**What is being asked:**
What lines in the material hold the string "below"? Copy out each of them.

**Data for this task:**
------------------------------------------------------------------------

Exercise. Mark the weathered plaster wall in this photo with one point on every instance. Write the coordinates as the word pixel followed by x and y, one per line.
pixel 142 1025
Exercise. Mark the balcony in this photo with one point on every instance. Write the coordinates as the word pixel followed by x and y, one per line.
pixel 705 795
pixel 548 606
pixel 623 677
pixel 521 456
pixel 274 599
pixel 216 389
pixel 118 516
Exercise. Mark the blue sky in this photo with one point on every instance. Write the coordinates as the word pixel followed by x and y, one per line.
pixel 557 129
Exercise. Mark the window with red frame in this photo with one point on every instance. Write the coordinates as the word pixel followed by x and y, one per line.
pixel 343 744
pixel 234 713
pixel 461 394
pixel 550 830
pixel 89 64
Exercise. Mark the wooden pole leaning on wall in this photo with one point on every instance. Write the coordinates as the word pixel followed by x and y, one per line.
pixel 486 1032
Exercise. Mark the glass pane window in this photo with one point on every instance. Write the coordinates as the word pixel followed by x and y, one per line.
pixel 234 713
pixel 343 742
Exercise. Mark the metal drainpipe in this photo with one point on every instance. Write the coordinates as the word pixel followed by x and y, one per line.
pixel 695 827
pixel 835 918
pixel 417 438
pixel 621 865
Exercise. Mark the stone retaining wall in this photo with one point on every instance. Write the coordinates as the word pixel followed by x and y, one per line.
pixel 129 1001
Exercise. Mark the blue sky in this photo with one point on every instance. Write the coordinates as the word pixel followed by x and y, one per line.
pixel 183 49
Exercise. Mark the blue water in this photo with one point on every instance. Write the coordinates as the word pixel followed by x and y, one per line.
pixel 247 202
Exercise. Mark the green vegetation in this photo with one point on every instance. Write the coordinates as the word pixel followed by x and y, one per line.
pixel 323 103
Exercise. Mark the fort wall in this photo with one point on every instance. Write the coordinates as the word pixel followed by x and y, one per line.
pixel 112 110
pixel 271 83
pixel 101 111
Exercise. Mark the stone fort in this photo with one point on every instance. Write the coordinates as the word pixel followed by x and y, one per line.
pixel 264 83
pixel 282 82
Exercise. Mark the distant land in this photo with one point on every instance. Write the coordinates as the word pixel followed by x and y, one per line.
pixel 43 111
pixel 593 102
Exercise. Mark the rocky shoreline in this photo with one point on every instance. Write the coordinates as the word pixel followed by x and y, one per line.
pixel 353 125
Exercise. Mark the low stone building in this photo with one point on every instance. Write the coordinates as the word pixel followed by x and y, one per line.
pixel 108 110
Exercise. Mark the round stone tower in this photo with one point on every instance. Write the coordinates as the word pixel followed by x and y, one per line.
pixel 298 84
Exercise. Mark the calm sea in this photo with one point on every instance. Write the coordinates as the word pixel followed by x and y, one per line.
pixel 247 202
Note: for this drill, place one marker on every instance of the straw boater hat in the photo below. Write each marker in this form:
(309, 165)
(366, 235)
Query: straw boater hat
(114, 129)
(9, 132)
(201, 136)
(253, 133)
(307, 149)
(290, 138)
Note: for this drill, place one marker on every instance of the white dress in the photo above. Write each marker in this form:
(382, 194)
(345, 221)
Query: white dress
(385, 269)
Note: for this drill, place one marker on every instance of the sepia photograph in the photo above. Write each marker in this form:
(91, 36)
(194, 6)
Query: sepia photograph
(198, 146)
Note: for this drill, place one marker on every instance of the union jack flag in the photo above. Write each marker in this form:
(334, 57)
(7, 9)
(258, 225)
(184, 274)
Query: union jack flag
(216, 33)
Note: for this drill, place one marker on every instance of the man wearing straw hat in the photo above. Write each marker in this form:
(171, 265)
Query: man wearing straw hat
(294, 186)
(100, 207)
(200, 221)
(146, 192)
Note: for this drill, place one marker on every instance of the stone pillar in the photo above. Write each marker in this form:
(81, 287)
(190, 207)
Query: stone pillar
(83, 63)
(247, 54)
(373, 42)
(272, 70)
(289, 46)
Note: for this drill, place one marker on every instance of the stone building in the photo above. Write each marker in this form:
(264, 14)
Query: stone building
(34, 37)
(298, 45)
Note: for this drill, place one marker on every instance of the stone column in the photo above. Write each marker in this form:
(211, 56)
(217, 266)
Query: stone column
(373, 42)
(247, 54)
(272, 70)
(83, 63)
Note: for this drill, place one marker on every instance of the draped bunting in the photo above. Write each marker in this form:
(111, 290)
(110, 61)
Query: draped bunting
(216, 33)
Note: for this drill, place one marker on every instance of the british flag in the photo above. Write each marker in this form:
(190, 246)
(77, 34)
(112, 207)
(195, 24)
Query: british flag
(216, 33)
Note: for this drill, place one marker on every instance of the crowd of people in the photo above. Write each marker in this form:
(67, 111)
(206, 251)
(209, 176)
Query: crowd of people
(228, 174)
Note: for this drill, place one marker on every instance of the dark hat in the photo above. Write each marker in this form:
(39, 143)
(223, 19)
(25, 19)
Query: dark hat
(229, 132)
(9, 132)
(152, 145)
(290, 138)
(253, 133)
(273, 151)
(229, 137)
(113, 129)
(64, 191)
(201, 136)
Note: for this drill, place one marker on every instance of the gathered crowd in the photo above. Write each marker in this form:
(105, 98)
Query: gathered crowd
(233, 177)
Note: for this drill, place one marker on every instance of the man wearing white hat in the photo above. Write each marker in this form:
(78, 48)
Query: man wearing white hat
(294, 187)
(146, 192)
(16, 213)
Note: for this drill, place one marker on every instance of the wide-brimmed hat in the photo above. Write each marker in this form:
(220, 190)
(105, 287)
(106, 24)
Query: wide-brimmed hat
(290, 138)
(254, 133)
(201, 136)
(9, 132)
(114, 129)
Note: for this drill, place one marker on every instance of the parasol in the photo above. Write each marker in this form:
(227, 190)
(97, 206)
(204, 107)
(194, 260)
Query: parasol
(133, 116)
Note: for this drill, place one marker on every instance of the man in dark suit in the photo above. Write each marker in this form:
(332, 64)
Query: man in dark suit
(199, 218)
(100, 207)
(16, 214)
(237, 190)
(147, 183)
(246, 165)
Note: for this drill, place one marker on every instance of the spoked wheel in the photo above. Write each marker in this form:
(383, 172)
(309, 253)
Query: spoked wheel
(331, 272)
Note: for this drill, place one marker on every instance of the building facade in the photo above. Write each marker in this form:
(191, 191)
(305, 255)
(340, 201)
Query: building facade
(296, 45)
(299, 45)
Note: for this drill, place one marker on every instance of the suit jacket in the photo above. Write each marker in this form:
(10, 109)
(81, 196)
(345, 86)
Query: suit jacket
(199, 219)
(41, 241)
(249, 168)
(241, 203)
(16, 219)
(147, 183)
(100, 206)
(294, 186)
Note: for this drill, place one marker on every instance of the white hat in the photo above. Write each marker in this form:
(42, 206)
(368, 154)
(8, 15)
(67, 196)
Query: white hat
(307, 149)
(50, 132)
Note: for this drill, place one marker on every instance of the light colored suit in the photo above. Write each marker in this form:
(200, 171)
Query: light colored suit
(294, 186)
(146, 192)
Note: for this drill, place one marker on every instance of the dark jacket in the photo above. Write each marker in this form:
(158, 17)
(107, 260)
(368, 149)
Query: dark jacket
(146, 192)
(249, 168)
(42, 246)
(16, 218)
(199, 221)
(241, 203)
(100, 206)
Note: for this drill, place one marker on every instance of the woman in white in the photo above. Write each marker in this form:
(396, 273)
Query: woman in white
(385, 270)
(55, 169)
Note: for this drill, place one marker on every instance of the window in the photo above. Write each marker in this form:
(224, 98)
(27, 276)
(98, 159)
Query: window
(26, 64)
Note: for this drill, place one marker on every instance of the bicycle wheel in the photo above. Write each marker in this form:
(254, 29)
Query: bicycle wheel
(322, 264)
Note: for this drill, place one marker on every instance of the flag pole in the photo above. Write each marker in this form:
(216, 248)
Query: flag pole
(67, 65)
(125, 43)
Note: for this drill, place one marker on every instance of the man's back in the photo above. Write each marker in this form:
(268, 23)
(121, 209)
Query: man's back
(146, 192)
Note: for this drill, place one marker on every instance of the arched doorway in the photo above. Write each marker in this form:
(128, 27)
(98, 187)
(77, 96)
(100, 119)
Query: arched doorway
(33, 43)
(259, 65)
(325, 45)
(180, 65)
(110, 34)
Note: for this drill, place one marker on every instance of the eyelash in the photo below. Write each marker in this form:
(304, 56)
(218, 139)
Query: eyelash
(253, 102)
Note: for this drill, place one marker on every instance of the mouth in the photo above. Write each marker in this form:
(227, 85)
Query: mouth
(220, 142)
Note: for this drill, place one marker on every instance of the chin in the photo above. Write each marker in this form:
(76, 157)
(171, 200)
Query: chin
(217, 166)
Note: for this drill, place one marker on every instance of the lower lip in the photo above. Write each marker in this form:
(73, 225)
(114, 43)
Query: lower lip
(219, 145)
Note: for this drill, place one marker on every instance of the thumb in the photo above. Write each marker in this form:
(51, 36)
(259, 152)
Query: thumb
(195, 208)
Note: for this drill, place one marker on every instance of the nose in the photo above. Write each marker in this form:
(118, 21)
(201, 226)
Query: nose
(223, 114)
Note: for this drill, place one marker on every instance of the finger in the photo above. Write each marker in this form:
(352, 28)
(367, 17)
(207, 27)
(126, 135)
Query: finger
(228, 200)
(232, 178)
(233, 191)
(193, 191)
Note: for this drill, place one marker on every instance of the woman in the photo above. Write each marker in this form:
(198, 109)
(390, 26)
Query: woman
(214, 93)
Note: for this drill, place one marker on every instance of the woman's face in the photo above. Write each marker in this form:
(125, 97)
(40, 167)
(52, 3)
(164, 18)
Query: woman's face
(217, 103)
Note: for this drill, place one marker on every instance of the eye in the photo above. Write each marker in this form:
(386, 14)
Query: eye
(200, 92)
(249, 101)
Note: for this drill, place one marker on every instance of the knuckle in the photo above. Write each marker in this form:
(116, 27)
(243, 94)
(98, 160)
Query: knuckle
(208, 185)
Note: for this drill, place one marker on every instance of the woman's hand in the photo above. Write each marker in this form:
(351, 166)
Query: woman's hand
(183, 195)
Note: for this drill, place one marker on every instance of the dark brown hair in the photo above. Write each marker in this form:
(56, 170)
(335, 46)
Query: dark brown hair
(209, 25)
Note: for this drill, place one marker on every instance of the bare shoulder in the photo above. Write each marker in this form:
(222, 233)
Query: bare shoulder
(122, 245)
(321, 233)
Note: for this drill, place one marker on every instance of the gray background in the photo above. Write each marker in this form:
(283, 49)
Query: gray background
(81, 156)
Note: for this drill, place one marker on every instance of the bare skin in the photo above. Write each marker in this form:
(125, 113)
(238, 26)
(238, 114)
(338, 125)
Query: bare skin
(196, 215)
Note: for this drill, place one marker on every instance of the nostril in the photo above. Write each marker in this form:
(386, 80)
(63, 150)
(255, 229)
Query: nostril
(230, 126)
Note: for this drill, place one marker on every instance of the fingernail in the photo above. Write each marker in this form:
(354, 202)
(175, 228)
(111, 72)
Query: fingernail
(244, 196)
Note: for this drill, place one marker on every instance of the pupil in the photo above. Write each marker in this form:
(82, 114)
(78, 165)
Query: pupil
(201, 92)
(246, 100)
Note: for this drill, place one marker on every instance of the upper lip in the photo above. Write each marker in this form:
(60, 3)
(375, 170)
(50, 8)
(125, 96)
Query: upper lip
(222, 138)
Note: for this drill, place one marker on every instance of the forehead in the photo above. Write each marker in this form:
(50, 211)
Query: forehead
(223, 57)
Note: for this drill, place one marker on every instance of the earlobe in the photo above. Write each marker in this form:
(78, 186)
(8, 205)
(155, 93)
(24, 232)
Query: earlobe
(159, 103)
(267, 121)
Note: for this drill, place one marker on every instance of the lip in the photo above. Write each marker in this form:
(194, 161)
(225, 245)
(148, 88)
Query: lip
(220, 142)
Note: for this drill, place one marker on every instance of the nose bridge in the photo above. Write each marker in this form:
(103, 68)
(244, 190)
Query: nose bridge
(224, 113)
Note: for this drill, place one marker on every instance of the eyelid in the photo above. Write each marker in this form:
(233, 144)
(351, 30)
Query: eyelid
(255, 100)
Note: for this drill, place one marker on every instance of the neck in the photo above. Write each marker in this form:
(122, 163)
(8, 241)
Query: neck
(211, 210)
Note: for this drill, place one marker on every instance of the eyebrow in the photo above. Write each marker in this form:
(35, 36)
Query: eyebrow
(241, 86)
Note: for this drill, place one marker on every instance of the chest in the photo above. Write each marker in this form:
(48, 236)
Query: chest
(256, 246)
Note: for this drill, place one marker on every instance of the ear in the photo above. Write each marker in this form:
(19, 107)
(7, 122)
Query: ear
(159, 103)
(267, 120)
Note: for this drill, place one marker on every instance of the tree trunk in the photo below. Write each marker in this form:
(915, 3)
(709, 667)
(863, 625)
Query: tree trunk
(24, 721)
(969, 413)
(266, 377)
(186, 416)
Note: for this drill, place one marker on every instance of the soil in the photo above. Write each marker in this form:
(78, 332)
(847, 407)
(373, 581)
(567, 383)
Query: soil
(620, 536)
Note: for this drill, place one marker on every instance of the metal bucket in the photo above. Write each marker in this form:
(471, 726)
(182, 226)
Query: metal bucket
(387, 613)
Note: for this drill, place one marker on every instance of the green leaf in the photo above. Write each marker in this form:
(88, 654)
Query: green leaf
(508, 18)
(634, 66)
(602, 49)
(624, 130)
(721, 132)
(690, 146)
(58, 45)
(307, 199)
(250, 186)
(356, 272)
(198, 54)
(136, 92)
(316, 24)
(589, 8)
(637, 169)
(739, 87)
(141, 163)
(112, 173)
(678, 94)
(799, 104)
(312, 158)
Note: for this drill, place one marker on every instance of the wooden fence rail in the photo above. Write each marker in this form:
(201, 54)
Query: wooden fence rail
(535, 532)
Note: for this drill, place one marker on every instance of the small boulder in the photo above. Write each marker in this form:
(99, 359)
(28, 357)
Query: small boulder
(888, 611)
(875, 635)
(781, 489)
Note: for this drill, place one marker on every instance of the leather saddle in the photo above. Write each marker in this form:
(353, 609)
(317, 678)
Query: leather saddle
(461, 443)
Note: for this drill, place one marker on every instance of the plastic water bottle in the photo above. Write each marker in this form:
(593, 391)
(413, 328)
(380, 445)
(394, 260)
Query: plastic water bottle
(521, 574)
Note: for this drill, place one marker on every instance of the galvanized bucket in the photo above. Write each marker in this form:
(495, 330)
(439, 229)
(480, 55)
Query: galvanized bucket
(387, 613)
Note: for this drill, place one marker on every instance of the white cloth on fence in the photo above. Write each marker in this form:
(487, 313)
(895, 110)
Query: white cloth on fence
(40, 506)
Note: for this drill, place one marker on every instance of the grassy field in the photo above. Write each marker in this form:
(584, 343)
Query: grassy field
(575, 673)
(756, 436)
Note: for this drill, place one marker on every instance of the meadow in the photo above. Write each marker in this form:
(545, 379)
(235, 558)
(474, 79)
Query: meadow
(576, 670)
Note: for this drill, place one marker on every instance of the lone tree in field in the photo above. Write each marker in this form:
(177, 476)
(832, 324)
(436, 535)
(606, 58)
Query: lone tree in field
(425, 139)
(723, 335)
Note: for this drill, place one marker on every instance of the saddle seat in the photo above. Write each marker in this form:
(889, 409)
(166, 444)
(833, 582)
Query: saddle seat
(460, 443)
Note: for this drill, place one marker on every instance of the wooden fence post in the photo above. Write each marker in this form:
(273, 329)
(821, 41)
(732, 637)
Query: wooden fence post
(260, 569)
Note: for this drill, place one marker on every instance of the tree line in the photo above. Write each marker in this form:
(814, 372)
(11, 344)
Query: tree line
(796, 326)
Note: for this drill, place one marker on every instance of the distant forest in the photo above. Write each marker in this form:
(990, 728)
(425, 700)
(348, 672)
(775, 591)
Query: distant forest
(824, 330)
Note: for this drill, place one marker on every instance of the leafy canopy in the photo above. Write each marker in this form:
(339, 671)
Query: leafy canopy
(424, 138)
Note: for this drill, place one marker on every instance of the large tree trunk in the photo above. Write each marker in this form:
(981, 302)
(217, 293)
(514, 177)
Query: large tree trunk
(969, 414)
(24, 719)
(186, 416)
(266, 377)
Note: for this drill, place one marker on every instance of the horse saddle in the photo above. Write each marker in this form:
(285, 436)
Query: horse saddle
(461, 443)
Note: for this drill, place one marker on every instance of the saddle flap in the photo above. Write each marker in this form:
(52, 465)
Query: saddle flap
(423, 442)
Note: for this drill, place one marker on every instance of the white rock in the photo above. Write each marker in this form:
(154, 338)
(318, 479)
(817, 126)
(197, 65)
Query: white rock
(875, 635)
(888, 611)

------------------------------------------------------------------------

**Answer to this task:**
Note: for this drill, place one marker on every instance of the straw boater hat in the photo below. Write each marker in this form:
Note: for this drill, place one marker on every instance of the eyelash in the photo below. Write each marker in this form:
Note: for this drill, place one marker on every instance of the tree trunk in the photo below. Write each marker in this form:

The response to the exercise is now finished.